PROVIDED PASSAGE:
Best Anime Characters of 2011


Kaburagi T. Kotetsu, Wild Tiger (Tiger & Bunny)

The world of Tiger & Bunny is filled with heroes, but none are quite like Wild Tiger. With the power to increase his physical abilities hundred-fold (his so-called “Hundred Power”), he fights to protect Sternbild City, but when we see him at the beginning of the series, he’s a C-List star, unable to capture the public’s attention as his peers do. However, it doesn’t matter to him, because he loves being a hero to people and he loves to save lives. While his actions may sometimes create more problems than they solve, it’s clear that his heart is always in the right place. In Kotetsu, you have a man full of pride but without an ego.

What is even more impressive about Kotetsu however is that he handles success just as gracefully as he handles failure. When he and Barnaby start showing the world what they’re made of, it’s clear that he’s still the same person he always was. Rank is of no concern to him. And when his powers start to decline, we see him deal with that in arguably the best way possible as well.

LISTED RECORDS:

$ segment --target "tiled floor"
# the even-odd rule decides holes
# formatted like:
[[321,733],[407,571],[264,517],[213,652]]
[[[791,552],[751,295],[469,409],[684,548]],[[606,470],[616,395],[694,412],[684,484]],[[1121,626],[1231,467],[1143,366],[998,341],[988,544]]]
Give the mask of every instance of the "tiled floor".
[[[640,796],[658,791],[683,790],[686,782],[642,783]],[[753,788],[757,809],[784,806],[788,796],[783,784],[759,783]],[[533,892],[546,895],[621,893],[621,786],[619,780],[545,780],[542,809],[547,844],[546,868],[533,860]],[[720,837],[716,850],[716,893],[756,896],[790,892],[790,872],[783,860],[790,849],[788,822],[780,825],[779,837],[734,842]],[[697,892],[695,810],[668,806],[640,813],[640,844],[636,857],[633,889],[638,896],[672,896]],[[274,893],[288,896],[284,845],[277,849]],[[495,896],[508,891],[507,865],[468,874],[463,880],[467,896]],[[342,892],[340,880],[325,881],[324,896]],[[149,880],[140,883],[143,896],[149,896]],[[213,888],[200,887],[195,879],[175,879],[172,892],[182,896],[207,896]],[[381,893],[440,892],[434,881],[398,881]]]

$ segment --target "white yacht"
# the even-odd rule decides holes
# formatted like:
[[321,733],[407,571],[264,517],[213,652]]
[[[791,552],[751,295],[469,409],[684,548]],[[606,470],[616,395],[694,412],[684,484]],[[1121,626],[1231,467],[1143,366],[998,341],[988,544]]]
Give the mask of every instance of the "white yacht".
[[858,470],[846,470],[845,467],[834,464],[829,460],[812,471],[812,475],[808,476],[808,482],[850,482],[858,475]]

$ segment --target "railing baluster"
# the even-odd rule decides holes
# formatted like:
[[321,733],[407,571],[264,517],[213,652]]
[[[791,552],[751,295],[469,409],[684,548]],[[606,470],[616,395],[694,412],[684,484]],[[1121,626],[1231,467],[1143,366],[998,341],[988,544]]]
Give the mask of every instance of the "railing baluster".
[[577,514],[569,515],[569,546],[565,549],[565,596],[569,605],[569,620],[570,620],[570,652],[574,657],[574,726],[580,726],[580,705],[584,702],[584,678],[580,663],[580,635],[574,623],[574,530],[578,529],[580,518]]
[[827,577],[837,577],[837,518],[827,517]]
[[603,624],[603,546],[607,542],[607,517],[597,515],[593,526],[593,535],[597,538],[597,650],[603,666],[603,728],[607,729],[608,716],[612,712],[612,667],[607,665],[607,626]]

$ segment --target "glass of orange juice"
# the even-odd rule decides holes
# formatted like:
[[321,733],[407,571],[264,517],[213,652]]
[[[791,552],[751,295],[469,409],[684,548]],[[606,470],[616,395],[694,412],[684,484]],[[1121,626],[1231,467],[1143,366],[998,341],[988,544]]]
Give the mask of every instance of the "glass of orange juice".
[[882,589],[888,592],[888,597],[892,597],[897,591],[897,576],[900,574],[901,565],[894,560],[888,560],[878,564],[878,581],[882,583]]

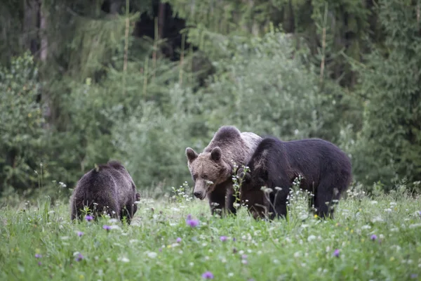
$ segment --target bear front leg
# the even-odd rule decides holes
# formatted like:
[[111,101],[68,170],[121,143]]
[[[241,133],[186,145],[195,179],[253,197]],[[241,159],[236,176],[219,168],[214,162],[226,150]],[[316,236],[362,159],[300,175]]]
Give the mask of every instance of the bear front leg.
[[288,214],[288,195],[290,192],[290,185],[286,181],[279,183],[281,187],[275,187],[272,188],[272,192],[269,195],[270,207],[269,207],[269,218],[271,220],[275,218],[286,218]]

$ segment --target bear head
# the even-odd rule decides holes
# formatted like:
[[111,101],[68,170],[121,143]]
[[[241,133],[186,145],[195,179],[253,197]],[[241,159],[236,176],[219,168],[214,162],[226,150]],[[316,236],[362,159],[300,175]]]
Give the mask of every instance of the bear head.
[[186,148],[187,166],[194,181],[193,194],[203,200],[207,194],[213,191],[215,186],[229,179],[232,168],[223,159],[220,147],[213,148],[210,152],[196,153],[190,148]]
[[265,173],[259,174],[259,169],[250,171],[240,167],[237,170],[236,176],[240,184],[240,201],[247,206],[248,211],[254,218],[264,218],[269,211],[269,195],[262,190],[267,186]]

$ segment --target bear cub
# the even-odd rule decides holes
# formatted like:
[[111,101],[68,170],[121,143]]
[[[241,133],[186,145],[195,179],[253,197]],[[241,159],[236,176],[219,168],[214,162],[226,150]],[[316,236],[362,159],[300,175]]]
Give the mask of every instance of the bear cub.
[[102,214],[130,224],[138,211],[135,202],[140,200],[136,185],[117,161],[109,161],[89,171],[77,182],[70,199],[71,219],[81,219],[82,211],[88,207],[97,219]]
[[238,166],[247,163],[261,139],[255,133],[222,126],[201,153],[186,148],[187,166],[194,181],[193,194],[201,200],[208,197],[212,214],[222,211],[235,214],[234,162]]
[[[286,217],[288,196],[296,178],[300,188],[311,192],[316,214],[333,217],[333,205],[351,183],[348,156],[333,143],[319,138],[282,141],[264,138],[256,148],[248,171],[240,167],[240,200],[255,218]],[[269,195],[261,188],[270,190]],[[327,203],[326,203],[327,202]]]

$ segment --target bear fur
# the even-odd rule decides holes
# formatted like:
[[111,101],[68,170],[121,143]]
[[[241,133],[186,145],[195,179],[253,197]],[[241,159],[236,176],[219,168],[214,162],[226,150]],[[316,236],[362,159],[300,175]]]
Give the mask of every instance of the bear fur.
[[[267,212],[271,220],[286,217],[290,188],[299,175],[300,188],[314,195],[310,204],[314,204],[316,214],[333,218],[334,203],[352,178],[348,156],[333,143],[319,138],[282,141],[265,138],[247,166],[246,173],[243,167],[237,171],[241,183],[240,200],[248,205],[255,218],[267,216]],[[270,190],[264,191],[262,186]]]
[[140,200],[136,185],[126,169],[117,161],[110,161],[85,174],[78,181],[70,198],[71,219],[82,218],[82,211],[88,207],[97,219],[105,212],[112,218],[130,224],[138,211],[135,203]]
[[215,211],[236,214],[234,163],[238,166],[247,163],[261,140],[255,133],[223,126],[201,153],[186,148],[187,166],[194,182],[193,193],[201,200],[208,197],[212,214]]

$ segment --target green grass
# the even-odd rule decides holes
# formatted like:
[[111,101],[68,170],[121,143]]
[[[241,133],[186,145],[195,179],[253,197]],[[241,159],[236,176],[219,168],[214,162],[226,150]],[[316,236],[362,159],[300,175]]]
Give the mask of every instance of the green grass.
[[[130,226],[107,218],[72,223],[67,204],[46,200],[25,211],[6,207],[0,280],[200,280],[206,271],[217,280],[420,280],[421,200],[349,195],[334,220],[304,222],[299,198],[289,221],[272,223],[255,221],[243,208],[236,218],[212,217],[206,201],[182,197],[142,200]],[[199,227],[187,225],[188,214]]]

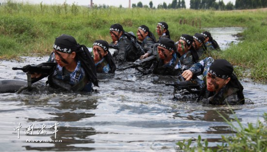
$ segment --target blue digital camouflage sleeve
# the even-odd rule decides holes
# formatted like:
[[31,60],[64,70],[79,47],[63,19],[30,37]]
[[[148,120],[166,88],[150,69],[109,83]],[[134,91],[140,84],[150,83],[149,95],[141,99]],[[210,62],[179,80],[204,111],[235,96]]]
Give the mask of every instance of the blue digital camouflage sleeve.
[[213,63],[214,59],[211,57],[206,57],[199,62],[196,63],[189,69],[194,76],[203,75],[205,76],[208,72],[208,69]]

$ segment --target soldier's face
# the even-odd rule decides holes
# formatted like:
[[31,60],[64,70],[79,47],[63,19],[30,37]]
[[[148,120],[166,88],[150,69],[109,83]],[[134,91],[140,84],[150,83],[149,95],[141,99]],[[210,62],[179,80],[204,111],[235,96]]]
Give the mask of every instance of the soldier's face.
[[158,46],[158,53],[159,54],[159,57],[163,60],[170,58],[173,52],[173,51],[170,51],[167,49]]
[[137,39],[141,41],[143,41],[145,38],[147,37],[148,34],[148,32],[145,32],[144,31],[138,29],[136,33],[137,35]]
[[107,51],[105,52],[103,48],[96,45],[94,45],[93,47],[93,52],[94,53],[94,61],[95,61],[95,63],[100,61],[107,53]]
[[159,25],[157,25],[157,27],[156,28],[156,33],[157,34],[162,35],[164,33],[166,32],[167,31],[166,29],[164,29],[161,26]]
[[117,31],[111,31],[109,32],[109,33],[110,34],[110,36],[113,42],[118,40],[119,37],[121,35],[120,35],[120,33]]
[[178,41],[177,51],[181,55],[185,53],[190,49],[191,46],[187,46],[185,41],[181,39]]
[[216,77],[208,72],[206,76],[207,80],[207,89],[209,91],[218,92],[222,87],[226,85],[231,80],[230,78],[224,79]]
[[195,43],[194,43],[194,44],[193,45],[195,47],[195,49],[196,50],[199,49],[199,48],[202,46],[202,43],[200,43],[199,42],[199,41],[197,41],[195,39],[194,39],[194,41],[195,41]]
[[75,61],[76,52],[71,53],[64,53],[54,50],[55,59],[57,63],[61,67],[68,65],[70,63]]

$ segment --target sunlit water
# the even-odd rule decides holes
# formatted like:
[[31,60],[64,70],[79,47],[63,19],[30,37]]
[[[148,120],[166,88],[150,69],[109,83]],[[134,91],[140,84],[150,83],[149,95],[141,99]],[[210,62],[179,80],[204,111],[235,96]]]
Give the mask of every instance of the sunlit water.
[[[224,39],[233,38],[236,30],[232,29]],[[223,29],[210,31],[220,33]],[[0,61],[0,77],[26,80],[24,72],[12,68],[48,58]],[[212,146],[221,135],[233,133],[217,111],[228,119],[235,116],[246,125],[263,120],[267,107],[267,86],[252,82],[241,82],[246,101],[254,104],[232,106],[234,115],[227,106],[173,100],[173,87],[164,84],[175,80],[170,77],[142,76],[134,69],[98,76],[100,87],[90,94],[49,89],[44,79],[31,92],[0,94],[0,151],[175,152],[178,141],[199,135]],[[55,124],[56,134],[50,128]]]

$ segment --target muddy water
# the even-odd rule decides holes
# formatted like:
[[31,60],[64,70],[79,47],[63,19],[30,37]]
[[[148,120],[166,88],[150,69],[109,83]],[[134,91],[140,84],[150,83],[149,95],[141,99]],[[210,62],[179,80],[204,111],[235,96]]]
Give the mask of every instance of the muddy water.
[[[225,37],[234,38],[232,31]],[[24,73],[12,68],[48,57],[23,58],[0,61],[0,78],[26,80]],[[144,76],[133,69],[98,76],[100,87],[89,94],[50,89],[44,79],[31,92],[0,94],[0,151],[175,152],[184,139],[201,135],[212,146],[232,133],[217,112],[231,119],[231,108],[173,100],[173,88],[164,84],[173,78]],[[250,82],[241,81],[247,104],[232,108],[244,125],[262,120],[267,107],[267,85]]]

DIRECTION:
Can you carry on the Best Anime Characters of 2011 article above, starting right after its final sentence?

TASK RESULT:
Wild Tiger is not the first hero to have his powers wane, but the prior example we’re given shows how the gradual loss of that superhero identity can be devastating to not only the hero but also their family. Tiger, though he struggles with deciding what to do, simply doesn’t have quite the same problem, as his personality doesn’t allow for it. At first, he opts to retire and just spend more time with his family, but he eventually realizes something important : even if he has only one second’s worth of superhuman ability, that’s still one second more of a difference he can make that a normal person could not. This, above all else, is why Wild Tiger is my pick for 2011.


Tsurugi Minko (Hanasaku Iroha)

An aspiring chef working at the inn “Kissuisou,” Minko (“Minchi” to her friends) is notorious for her creatively blunt word choices, whether it’s telling people to go die, or calling them an unborn chick fetus used in East Asian cuisine. However, her seemingly constant and fierce anger is in reality a product of her never-ending determination.

The first scene that really had me take notice of Minko came early on in Hanasaku Iroha, when she rejects the feelings of a would-be suitor by listing the traits of her ideal man. Describing this “perfect guy” as someone with a sharp tongue and the ability to take initiative who is also very kind and takes his work seriously, the profile turns out to be that of Tohru, one of Kissuisou’s resident chefs. This becomes something of a recurring aspect of her character, as she angrily defends Tohru’s character and honor from what she believes to be unjust criticisms on more than one occasion.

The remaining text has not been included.